Dalam komentarnya, B.J. Boland
mengatakan Injil Lukas pasal 15, khususnya ayat 11-32 adalah Injil di dalam
Injil. Judul “Anak Yang Hilang”, menurutnya dirasa kurang tepat, sebab peran
utama dalam kisah ini bukanlah si bungsu yang meminta bagian warisannya kemudian
berfoya-foya di negeri orang bersama para pelacur, melainkan bapa yang penuh
kasih.
Kisah perumpamaan ini mengambil
kisah yang bisa saja terjadi dalam hidup sehari-hari. Dari dahulu banyak orang
Yahudi meninggalkan negerinya karena faktor ekonomi, untuk mencari nafkah di
luar negeri. Menurut adat sedapat mungkin harta yang tidak bergerak (tanah dan
rumah) tidak dapat dibagi (bnd. Imamat 25:23-28). Jadi dalam kisah perumpamaan
itu, si bungsu meminta dari bapanya
sepertiga dari “harta yang bergerak” (anak sulung mendapat dua pertiga: Ulangan
21:17). Di waktu berbagi harta itu, pada saat si bapa masih hidup, maka anak
sulung mendapat harta tidak bergerak, sehingga si bapa tidak boleh menjualnya
lagi, namun demikian hak pemakaiannya masih berada di tangan si bapa sampai ia
meninggal.
Permintaan si bungsu bisa
dibilang kasar dan keterlaluan, walapun belum termasuk tindakan berdosa. Perumpaman
itu tidak menyebutkan bahwa si bungsu membenci ayah dan kakaknya, namun yang
terjadi kemudian, hasil dari pembagian harta itu ia gunakan untuk berfoya-foya,
hidup dalam hedonisme yang merusak, merugikan dan membinasakan dirinya. Dalam taraf
ini si bungsu berdosa.
Kemudian timbullah kelaparan
di negeri itu, sehingga si bungsu juga mengalami kebangkrutan. Ia terpaksa
bekerja pada seseorang yang memelihara banyak babi. Itu benar-benar aib;
seorang muda Yahudi dari lingkungan orang terpandang, harus menjadi hamba
seorang kafir dan menjadi penjaga binatang-binatang yang menurut adat dan hukum
agama Yahudi merupakan binatang haram (Imamat 11:7). Namun, untungnya
kesengsaraan yang dialaminya tidak menyebabkan dia putus asa dan bunuh diri. Ia
teringat akan kondisi bapanya. Bapa yang kaya, penuh kasih dan kebaikan. Lalu ia
menyadari keadaannya, ia sadar dan bertobat!

(CUPLIKAN DAFTAR):
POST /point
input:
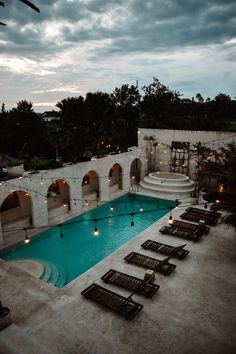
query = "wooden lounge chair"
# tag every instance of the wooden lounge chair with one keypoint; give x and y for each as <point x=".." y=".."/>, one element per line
<point x="117" y="303"/>
<point x="129" y="282"/>
<point x="177" y="252"/>
<point x="213" y="214"/>
<point x="157" y="265"/>
<point x="201" y="229"/>
<point x="174" y="231"/>
<point x="198" y="218"/>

(YANG DIMINTA):
1 > Tentukan apakah setiap pernyataan berikut sesuai dengan kutipan tentang perumpamaan anak yang hilang, lalu jawab ya atau tidak disertai kata-kata penentu dari kutipan itu. (a) Menurut B.J. Boland, peran utama dalam kisah ini adalah si bungsu. (b) Anak sulung mendapat dua pertiga dari harta yang bergerak. (c) Si bungsu terpaksa bekerja pada seseorang yang memelihara banyak babi.
2 > Gantilah "wooden lounge chair" dengan "wooden deck chair" di seluruh daftar, lalu tuliskan kembali baris-baris daftar itu tanpa perubahan lain dan tanpa menyertakan gambarnya.

(JAWABAN):
1 >
(a) Tidak: "peran utama dalam kisah ini bukanlah si bungsu"
(b) Ya: "anak sulung mendapat dua pertiga"
(c) Ya: "Ia terpaksa bekerja pada seseorang yang memelihara banyak babi."

2 >
POST /point
input:
query = "wooden deck chair"
# tag every instance of the wooden deck chair with one keypoint; give x and y for each as <point x=".." y=".."/>, one element per line
<point x="117" y="303"/>
<point x="129" y="282"/>
<point x="177" y="252"/>
<point x="213" y="214"/>
<point x="157" y="265"/>
<point x="201" y="229"/>
<point x="174" y="231"/>
<point x="198" y="218"/>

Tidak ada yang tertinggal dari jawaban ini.